THE UNITS (AND UNDERLYING SECURITIES) WHICH ARE THE SUBJECT OF THIS SUBSCRIPTION AGREEMENT HAVE NOT BEEN REGISTERED UNDER THE SECURITIES ACT OF 1933, AS AMENDED, OR ANY STATE SECURITIES LAWS.  THE UNITS (AND UNDERLYING SECURITIES) ACQUIRED BY INVESTORS MAY NOT BE SOLD OR OFFERED FOR SALE IN THE ABSENCE OF AN EFFECTIVE REGISTRATION STATEMENT UNDER THE SECURITIES ACT OF 1933, AS AMENDED, AND SUCH STATE LAWS AS MAY BE APPLICABLE, OR DELIVERY TO THE COMPANY OF AN OPINION OF COUNSEL SATISFACTORY TO THE COMPANY THAT SUCH REGISTRATION IS NOT REQUIRED.

 

AN INVESTMENT IN THE UNITS IS SUBJECT TO CERTAIN RISKS.  SEE “RISK FACTORS” IN THE CONFIDENTIAL PRIVATE PLACEMENT MEMORANDUM, DATED AUGUST 7, 2008.

 

This Subscription Agreement, the Confidential Private Placement Memorandum and the Exhibits attached thereto are highly confidential.  This Subscription Agreement does not constitute an offer to any person other than the subscriber named below or to the public generally to subscribe for or otherwise acquire any Units.  No one is permitted to distribute this Subscription Agreement, the Confidential Private Placement Memorandum and the Exhibits attached thereto to any person other than the subscriber and those persons, if any, retained to advise such subscriber, and any disclosure of any of the contents hereof without our prior written consent is prohibited.  Each prospective purchaser, by accepting delivery of this Subscription Agreement, the Confidential Private Placement Memorandum and the Exhibits attached thereto, agrees to the foregoing and to make no photocopies of this Subscription Agreement or the Confidential Private Placement Memorandum and the Exhibits attached thereto or any documents delivered in connection herewith and if the subscriber does not purchase any Units, or the offering is terminated, to return this Subscription Agreement and the Confidential Private Placement Memorandum and the Exhibits attached thereto and all such documents delivered herewith to us.

MATERIAL:

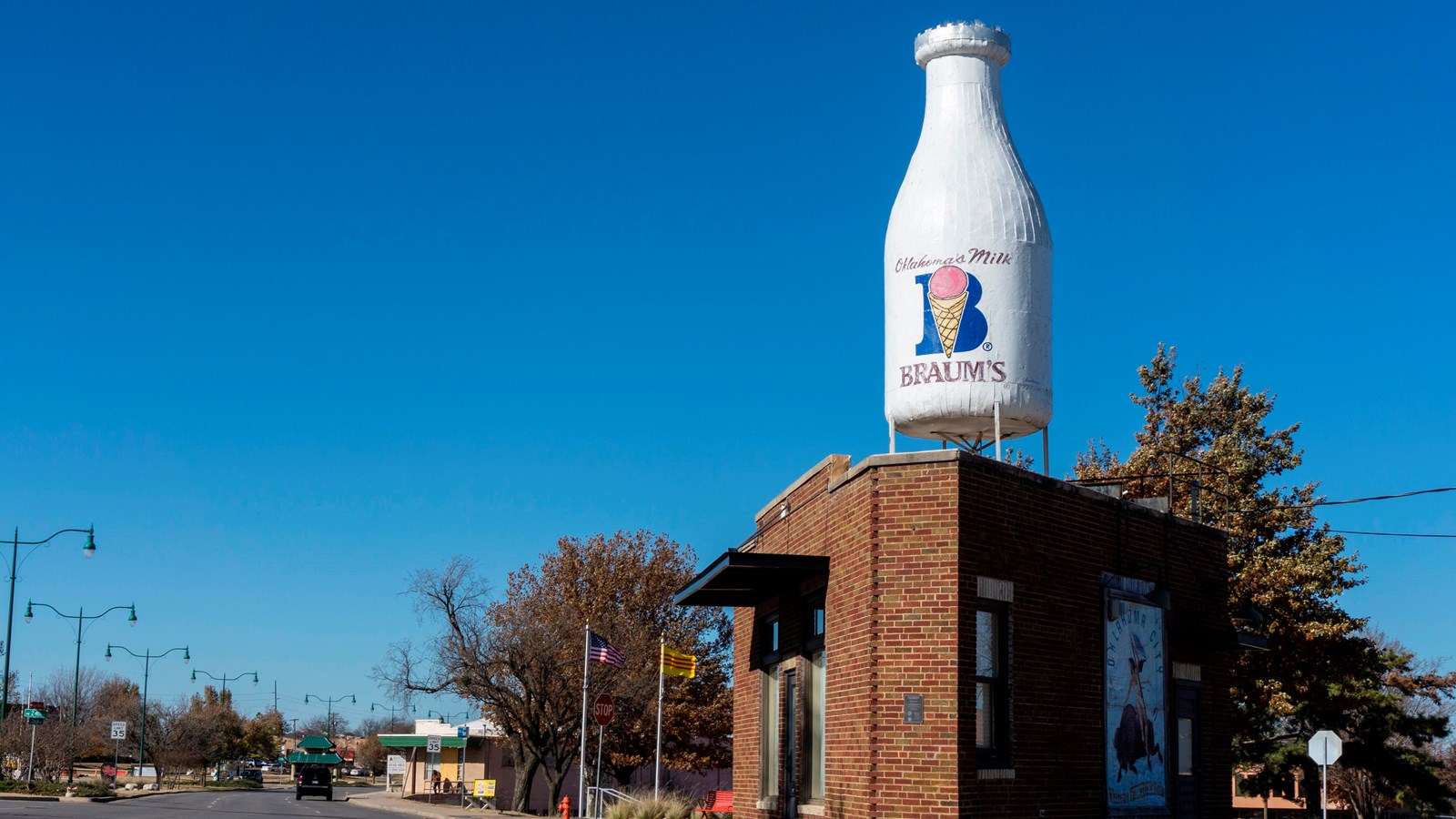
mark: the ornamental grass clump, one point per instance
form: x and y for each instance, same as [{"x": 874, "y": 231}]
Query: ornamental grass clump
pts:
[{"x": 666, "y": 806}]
...
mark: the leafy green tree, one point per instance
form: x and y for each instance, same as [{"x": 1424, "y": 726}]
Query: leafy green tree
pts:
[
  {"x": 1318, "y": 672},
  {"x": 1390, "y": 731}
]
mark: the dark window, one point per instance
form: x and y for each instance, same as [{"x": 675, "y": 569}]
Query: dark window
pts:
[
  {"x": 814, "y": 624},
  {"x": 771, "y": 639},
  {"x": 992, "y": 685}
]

WHAT TO DO:
1. Answer these from the subscription agreement excerpt, one line each:
(a) Under which federal act have the Units not been registered?
(b) What is the date of the Confidential Private Placement Memorandum?
(c) What must a subscriber who does not purchase any Units return?
2. Summarize the subscription agreement excerpt in two sentences.
3. Extend the subscription agreement excerpt with a further passage that follows from its final sentence.

EXPECTED ANSWERS:
1.
(a) The Securities Act of 1933, as amended.
(b) August 7, 2008.
(c) This Subscription Agreement, the Confidential Private Placement Memorandum, the Exhibits attached thereto, and all documents delivered with them.

2. The Units and underlying securities have not been registered under the Securities Act of 1933 or any state securities laws, so they may not be sold or offered for sale without an effective registration statement or a satisfactory opinion of counsel that registration is not required, and an investment in them carries risks described in the Confidential Private Placement Memorandum dated August 7, 2008. The agreement, memorandum, and exhibits are highly confidential and offered only to the named subscriber, who may not distribute or photocopy them and must return them if no Units are purchased or the offering is terminated.

3.
 

Each person receiving this Subscription Agreement and the Confidential Private Placement and the Exhibits attached thereto, prior to delivery hereof, has agreed, and its acceptance hereof constitutes its further agreement, that it will hold the information contained or referred to herein and the transactions contemplated hereby in confidence.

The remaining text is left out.